#### Passage to read

Countdown to Spring

Crocus emerging.                                                            Ineke Heesterbeek/Flickr

T.S. Eliot called April the cruelest month, but he was no gardener. Fickle March is far more likely to break your heart.

Once you turn the calendar from February to March, you have the sense you're leaving winter behind. There it is in black and white: "first day of spring," officially arriving less than two weeks from today.

This is purely a tease, since spring-like weather can flirt with you long before the season's official start or hide behind storm clouds until May, as it does some years. As everyone knows, there's a big difference between the first day of spring and the first spring day.

Just when we think we’re through the worst, along come back-to-back March nor’easters with snow, wind and flooding. March is still more than half winter, after all. You can count on the lion, but never the lamb when it comes to this month's traditionally erratic weather.

########

Answer these questions from the passage on spring:
(a) Which month did T.S. Eliot call the cruelest?
(b) How soon is the official first day of spring said to arrive?
(c) What kind of storms arrive back-to-back in March, according to the passage?

#### Dataset content

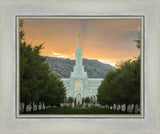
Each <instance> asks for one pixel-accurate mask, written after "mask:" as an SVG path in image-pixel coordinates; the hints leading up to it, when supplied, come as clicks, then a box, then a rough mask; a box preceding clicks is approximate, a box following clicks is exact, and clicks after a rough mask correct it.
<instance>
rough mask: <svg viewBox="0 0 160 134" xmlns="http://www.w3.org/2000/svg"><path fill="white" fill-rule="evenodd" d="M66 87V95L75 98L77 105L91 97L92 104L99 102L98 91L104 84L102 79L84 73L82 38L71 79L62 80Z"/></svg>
mask: <svg viewBox="0 0 160 134" xmlns="http://www.w3.org/2000/svg"><path fill="white" fill-rule="evenodd" d="M61 80H62V81H63V83H64V86H65V87H66V89H67V91H66V95H67V98H68V97H73V99H74V101H75V103H76V104H82V99H83V98H86V97H90V99H91V102H93V103H96V102H97V96H96V95H97V89H98V87H99V86H100V84H101V82H102V80H103V79H102V78H88V76H87V72H85V71H84V66H83V64H82V50H81V48H80V36H79V46H78V49H77V50H76V61H75V66H74V71H73V72H71V76H70V78H62V79H61Z"/></svg>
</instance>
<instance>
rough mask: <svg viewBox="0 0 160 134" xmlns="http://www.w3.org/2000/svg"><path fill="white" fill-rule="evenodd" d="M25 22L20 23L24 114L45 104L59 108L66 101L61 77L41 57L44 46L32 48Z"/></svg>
mask: <svg viewBox="0 0 160 134" xmlns="http://www.w3.org/2000/svg"><path fill="white" fill-rule="evenodd" d="M23 23H24V22H23V20H21V21H20V34H19V37H20V38H19V40H20V42H19V43H20V103H24V113H25V112H26V106H27V105H28V104H31V105H32V109H31V111H33V103H35V104H36V105H37V110H39V103H40V102H41V103H44V104H45V107H46V106H48V105H57V106H59V105H60V103H61V102H63V101H64V99H65V96H66V89H65V87H64V85H63V82H62V81H61V80H60V77H59V76H56V75H55V74H53V73H52V72H51V71H50V69H49V65H48V63H45V60H46V58H45V57H43V56H41V55H40V51H41V49H43V44H40V45H39V46H34V47H33V46H32V45H31V44H30V43H27V41H26V40H25V37H24V35H25V33H24V30H23Z"/></svg>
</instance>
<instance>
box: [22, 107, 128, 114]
mask: <svg viewBox="0 0 160 134" xmlns="http://www.w3.org/2000/svg"><path fill="white" fill-rule="evenodd" d="M21 114H23V113H21ZM26 114H126V113H125V112H121V111H114V110H107V109H105V108H84V109H72V108H52V109H48V110H46V111H45V110H42V111H35V112H27V113H26ZM127 114H130V113H127Z"/></svg>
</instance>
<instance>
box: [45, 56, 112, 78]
mask: <svg viewBox="0 0 160 134" xmlns="http://www.w3.org/2000/svg"><path fill="white" fill-rule="evenodd" d="M46 62H47V63H48V64H49V66H50V69H51V70H52V71H53V72H54V73H55V74H57V75H60V76H61V77H62V78H69V77H70V75H71V72H72V71H73V67H74V65H75V60H71V59H63V58H56V57H46ZM83 65H84V70H85V71H86V72H87V74H88V77H89V78H104V76H105V75H106V74H107V73H108V72H109V70H111V69H113V70H115V67H113V66H111V65H109V64H104V63H101V62H99V61H98V60H89V59H83Z"/></svg>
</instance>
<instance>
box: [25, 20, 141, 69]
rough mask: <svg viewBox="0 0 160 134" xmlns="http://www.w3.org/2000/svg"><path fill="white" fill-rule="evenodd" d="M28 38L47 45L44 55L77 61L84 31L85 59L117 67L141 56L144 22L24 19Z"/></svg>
mask: <svg viewBox="0 0 160 134" xmlns="http://www.w3.org/2000/svg"><path fill="white" fill-rule="evenodd" d="M24 32H25V39H26V41H28V42H31V43H32V45H33V46H35V45H39V44H41V43H44V49H42V50H41V55H42V56H50V57H57V58H69V59H75V51H76V49H77V48H78V33H79V32H80V47H81V49H82V51H83V58H87V59H96V60H98V61H100V62H102V63H106V64H110V65H112V66H115V64H116V63H118V62H120V61H125V60H128V59H134V58H135V57H137V56H138V55H139V53H140V52H139V50H138V49H137V48H136V45H137V44H136V42H135V41H134V40H136V39H138V38H139V37H138V35H139V33H140V20H24Z"/></svg>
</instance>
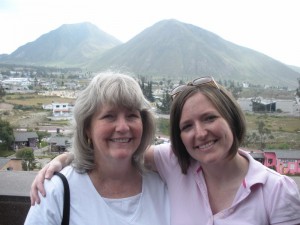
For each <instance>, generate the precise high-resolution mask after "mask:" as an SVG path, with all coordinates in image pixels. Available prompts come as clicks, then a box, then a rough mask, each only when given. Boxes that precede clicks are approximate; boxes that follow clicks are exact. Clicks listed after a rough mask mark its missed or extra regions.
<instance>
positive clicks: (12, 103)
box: [4, 94, 75, 106]
mask: <svg viewBox="0 0 300 225" xmlns="http://www.w3.org/2000/svg"><path fill="white" fill-rule="evenodd" d="M4 100H5V102H6V103H9V104H13V105H24V106H42V105H43V104H51V103H52V102H57V103H73V102H74V101H75V99H71V98H61V97H59V96H42V95H37V94H25V95H24V94H22V95H21V94H12V95H6V96H5V98H4Z"/></svg>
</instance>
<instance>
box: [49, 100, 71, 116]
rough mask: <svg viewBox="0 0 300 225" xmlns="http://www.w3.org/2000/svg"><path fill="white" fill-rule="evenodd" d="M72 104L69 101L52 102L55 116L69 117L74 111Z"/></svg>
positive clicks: (52, 108) (52, 105) (54, 114)
mask: <svg viewBox="0 0 300 225" xmlns="http://www.w3.org/2000/svg"><path fill="white" fill-rule="evenodd" d="M72 109H73V107H72V105H69V103H52V114H53V116H59V117H64V116H65V117H68V116H71V113H72Z"/></svg>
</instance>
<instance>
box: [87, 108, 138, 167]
mask: <svg viewBox="0 0 300 225" xmlns="http://www.w3.org/2000/svg"><path fill="white" fill-rule="evenodd" d="M142 133H143V123H142V119H141V114H140V112H139V111H138V110H129V109H126V108H123V107H121V108H120V107H112V106H109V105H104V106H103V107H101V110H99V111H98V112H96V113H95V114H94V115H93V117H92V119H91V125H90V128H89V129H88V130H87V135H88V137H89V138H90V139H91V140H92V143H93V147H94V150H95V157H96V158H98V159H99V160H100V161H102V160H104V161H105V162H107V160H108V161H110V162H120V160H127V161H128V162H131V158H132V155H133V153H134V152H135V151H136V150H137V148H138V146H139V145H140V143H141V137H142ZM96 161H97V160H96Z"/></svg>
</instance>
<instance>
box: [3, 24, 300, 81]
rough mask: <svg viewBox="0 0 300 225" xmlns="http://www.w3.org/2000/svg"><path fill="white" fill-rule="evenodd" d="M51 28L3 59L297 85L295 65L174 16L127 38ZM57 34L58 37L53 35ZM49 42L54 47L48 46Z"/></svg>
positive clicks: (99, 69) (91, 31)
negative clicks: (181, 21) (179, 19)
mask: <svg viewBox="0 0 300 225" xmlns="http://www.w3.org/2000/svg"><path fill="white" fill-rule="evenodd" d="M72 27H77V30H76V32H75V31H74V32H73V33H72V32H71V31H70V30H72V29H71V28H72ZM78 27H81V29H78ZM63 28H64V29H63ZM51 32H52V33H51ZM51 32H49V33H47V34H44V35H42V36H41V37H40V38H38V39H37V40H36V41H34V42H30V43H27V44H26V45H23V46H21V47H19V48H18V49H17V50H16V51H14V52H13V53H12V54H10V55H8V56H3V55H2V56H1V57H0V62H21V63H25V64H36V65H48V66H51V65H56V66H68V67H70V66H77V67H84V68H88V70H90V71H94V72H96V71H97V72H100V71H104V70H117V71H120V72H127V73H134V74H137V75H143V76H149V77H153V78H155V77H166V78H172V79H181V80H191V79H193V78H195V77H199V76H205V75H212V76H214V77H216V79H228V80H229V79H230V80H236V81H238V82H250V83H254V84H255V83H256V84H269V85H273V86H296V85H297V78H298V77H300V73H299V72H298V71H296V69H292V68H291V67H289V66H288V65H285V64H283V63H281V62H279V61H277V60H275V59H272V58H271V57H269V56H267V55H265V54H263V53H260V52H257V51H254V50H252V49H249V48H246V47H243V46H239V45H236V44H234V43H231V42H229V41H227V40H225V39H223V38H222V37H220V36H218V35H216V34H214V33H212V32H210V31H207V30H205V29H202V28H199V27H197V26H194V25H192V24H187V23H182V22H180V21H177V20H174V19H170V20H162V21H159V22H157V23H155V24H154V25H152V26H150V27H148V28H146V29H144V30H143V31H142V32H140V33H139V34H137V35H136V36H135V37H133V38H132V39H130V40H129V41H127V42H126V43H121V42H120V41H118V39H116V38H114V37H113V36H111V35H109V34H107V33H105V32H103V31H101V30H100V29H99V28H97V27H96V26H95V25H93V24H91V23H88V22H86V23H80V24H73V25H72V24H71V25H62V26H61V27H59V28H58V29H56V30H53V31H51ZM68 32H69V33H72V34H73V36H74V35H75V37H73V36H72V35H68V34H69V33H68ZM53 33H54V34H56V35H54V37H56V38H57V39H55V38H53V37H51V38H50V35H51V34H53ZM84 35H86V36H84ZM70 36H71V37H72V38H71V37H70ZM58 37H59V38H58ZM64 37H65V38H64ZM47 38H48V39H47ZM76 38H77V39H78V40H80V41H78V40H77V39H76ZM65 39H66V40H65ZM76 40H77V41H76ZM39 42H40V43H39ZM51 44H52V45H51ZM48 45H50V46H52V48H51V47H48V48H45V46H46V47H47V46H48ZM43 48H44V49H46V50H47V51H46V50H43ZM35 52H36V53H35ZM33 53H35V54H33Z"/></svg>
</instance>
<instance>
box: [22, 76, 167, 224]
mask: <svg viewBox="0 0 300 225" xmlns="http://www.w3.org/2000/svg"><path fill="white" fill-rule="evenodd" d="M74 118H75V127H74V141H73V146H72V147H73V150H74V161H73V165H72V166H67V167H66V168H64V169H63V170H62V173H63V174H64V175H65V176H66V178H67V180H68V182H69V185H70V195H71V200H70V202H71V206H70V224H111V225H115V224H118V225H120V224H124V225H125V224H149V225H153V224H169V223H170V222H169V221H170V213H169V212H170V209H169V199H168V194H167V190H166V187H165V185H164V183H163V182H162V181H161V179H160V177H159V176H158V175H157V174H155V173H153V172H144V169H143V163H142V161H143V153H144V151H145V150H146V148H147V147H148V146H149V145H150V144H151V143H152V141H153V134H154V130H155V126H154V120H153V116H152V114H151V113H150V111H149V104H148V102H147V101H146V100H145V98H144V97H143V94H142V91H141V89H140V87H139V85H138V83H137V82H136V81H135V80H134V79H133V78H131V77H129V76H126V75H121V74H99V75H97V76H95V77H94V78H93V79H92V81H91V82H90V84H89V85H88V87H87V88H86V89H85V90H84V91H83V92H82V93H81V94H80V95H79V97H78V99H77V101H76V104H75V107H74ZM45 189H46V192H47V197H46V198H41V202H40V204H36V205H34V206H32V207H31V208H30V211H29V213H28V215H27V218H26V222H25V224H60V223H61V220H62V209H63V186H62V183H61V181H60V180H59V178H57V177H56V176H54V177H53V178H52V179H51V180H49V181H46V182H45Z"/></svg>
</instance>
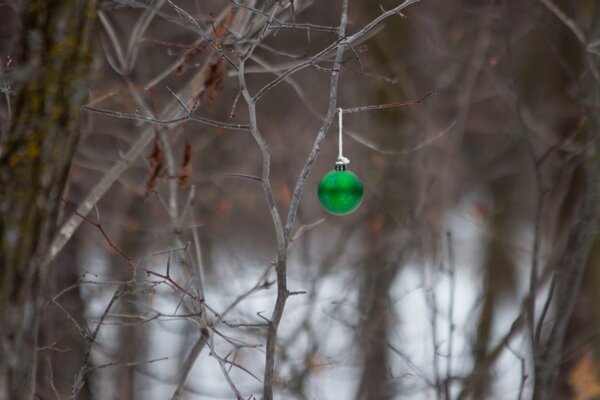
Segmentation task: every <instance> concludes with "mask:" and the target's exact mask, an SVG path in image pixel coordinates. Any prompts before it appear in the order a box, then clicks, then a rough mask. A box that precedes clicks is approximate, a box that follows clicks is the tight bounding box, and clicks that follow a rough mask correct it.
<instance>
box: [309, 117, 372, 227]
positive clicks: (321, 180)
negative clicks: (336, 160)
mask: <svg viewBox="0 0 600 400" xmlns="http://www.w3.org/2000/svg"><path fill="white" fill-rule="evenodd" d="M342 113H343V111H342V109H341V108H340V109H338V115H339V123H338V125H339V156H338V160H337V161H336V163H335V170H333V171H329V172H328V173H326V174H325V175H324V176H323V178H321V181H320V182H319V188H318V190H317V195H318V196H319V201H320V202H321V205H322V206H323V208H324V209H325V210H327V211H328V212H330V213H332V214H335V215H347V214H350V213H351V212H353V211H355V210H356V209H357V208H358V207H359V206H360V203H361V201H362V197H363V185H362V182H361V180H360V179H359V177H358V176H356V174H354V173H353V172H352V171H348V170H347V169H346V166H347V165H348V164H349V163H350V160H349V159H347V158H346V157H344V156H343V155H342Z"/></svg>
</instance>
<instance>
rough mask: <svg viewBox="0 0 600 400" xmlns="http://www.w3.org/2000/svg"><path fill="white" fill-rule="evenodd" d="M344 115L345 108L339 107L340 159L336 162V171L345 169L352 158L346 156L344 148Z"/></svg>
mask: <svg viewBox="0 0 600 400" xmlns="http://www.w3.org/2000/svg"><path fill="white" fill-rule="evenodd" d="M343 115H344V110H343V109H342V108H341V107H339V108H338V128H339V136H338V148H339V150H338V159H337V161H336V162H335V170H336V171H344V170H345V169H346V165H348V164H350V159H348V158H346V157H344V154H343V150H344V144H343V142H342V136H343V134H342V126H343V125H342V116H343Z"/></svg>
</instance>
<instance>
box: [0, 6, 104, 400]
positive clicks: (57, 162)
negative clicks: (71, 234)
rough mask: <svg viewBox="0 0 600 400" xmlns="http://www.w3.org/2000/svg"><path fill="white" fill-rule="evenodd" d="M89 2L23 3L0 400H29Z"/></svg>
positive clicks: (86, 61) (15, 91)
mask: <svg viewBox="0 0 600 400" xmlns="http://www.w3.org/2000/svg"><path fill="white" fill-rule="evenodd" d="M95 7H96V1H95V0H89V1H76V0H63V1H46V0H37V1H35V0H31V1H25V2H22V8H21V9H20V10H18V11H19V14H20V16H21V26H20V28H21V29H20V30H21V32H20V34H19V40H18V47H17V49H18V51H16V52H15V53H13V55H11V58H12V60H13V69H14V75H13V77H14V78H15V79H14V80H13V82H12V84H13V89H14V91H15V96H14V98H13V100H14V101H13V104H12V115H11V116H10V121H11V122H10V127H9V129H8V132H4V133H3V135H2V137H1V138H0V266H1V269H0V309H1V310H2V312H1V313H0V340H1V346H0V358H1V359H2V366H0V377H1V378H0V379H1V381H0V397H2V398H7V399H27V398H31V397H32V396H33V393H35V382H36V365H37V356H36V354H37V353H36V347H37V330H38V329H37V328H38V324H39V316H40V307H39V306H40V301H41V299H42V289H43V284H44V276H45V268H44V265H45V264H46V263H47V262H46V260H45V253H46V251H47V248H48V245H49V243H50V241H51V239H52V237H53V235H54V233H55V230H56V222H57V215H58V210H59V209H60V198H61V195H62V193H63V190H64V188H65V184H66V181H67V175H68V172H69V168H70V165H71V160H72V156H73V152H74V150H75V146H76V144H77V140H78V137H79V121H80V117H81V105H82V103H83V101H84V100H85V98H86V95H87V86H88V80H89V72H90V66H91V62H90V61H91V51H90V42H91V41H90V36H91V29H92V26H93V22H94V17H95Z"/></svg>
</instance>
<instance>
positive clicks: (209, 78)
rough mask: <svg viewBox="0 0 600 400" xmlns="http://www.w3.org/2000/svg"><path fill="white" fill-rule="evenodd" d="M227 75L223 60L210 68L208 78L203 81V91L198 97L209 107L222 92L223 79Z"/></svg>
mask: <svg viewBox="0 0 600 400" xmlns="http://www.w3.org/2000/svg"><path fill="white" fill-rule="evenodd" d="M226 75H227V65H226V64H225V60H224V59H220V60H219V61H217V62H216V63H214V64H212V65H211V66H210V71H209V73H208V77H207V78H206V80H205V81H204V90H203V91H202V93H200V97H201V98H202V99H203V100H204V101H205V102H206V103H208V104H209V105H212V104H213V103H214V101H215V99H216V98H217V96H218V95H219V93H220V92H221V90H223V86H224V82H225V77H226Z"/></svg>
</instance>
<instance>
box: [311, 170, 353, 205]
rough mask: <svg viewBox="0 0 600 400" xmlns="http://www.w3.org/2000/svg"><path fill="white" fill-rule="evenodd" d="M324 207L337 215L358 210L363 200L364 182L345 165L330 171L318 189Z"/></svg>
mask: <svg viewBox="0 0 600 400" xmlns="http://www.w3.org/2000/svg"><path fill="white" fill-rule="evenodd" d="M317 194H318V195H319V201H320V202H321V205H322V206H323V208H324V209H325V210H327V211H329V212H330V213H332V214H335V215H347V214H350V213H351V212H352V211H354V210H356V209H357V208H358V206H360V203H361V201H362V195H363V187H362V182H361V181H360V179H359V178H358V176H356V174H355V173H353V172H352V171H348V170H347V169H346V168H345V166H344V167H342V168H339V169H338V166H337V165H336V169H335V170H334V171H329V172H328V173H326V174H325V176H323V178H321V181H320V182H319V189H318V190H317Z"/></svg>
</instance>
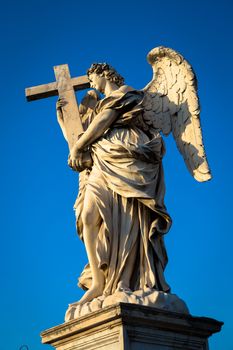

########

Output below:
(a) April
(b) Less than two weeks from today
(c) Nor'easters, bringing snow, wind and flooding